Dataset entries
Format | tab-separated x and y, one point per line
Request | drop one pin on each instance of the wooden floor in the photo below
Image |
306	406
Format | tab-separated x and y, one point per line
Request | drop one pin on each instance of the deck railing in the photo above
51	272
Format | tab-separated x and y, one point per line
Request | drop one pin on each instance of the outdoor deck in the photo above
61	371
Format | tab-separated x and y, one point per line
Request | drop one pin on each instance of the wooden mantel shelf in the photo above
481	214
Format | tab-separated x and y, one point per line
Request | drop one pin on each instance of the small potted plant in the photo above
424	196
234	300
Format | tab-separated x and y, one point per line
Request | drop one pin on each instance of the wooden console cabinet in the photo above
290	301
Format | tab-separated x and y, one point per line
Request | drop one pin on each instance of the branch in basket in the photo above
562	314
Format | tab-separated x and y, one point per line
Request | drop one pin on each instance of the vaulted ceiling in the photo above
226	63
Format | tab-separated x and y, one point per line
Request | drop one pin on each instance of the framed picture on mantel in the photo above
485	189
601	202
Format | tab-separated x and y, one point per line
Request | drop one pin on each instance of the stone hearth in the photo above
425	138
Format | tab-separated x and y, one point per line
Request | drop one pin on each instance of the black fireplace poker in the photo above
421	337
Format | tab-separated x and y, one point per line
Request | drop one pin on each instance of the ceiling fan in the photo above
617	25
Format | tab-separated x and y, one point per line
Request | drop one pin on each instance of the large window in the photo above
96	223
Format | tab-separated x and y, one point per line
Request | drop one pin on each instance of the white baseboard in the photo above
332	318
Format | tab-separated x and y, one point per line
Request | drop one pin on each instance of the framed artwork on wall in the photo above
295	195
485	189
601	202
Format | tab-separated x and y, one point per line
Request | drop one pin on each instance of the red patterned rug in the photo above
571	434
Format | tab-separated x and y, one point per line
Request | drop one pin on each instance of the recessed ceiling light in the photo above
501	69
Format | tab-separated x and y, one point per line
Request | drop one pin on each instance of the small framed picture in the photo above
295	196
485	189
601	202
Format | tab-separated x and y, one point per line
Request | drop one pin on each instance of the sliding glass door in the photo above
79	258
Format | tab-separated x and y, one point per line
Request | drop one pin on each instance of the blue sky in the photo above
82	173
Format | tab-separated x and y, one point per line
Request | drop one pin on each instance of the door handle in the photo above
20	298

▸ **What to do**:
Extract every line of the material above that contains the string "picture". Case counts.

▸ **Task response**:
Request | drop one pin on each instance of the framed picture on mantel in the photo above
Request | drop one pin on each instance of the small framed picture in the photo above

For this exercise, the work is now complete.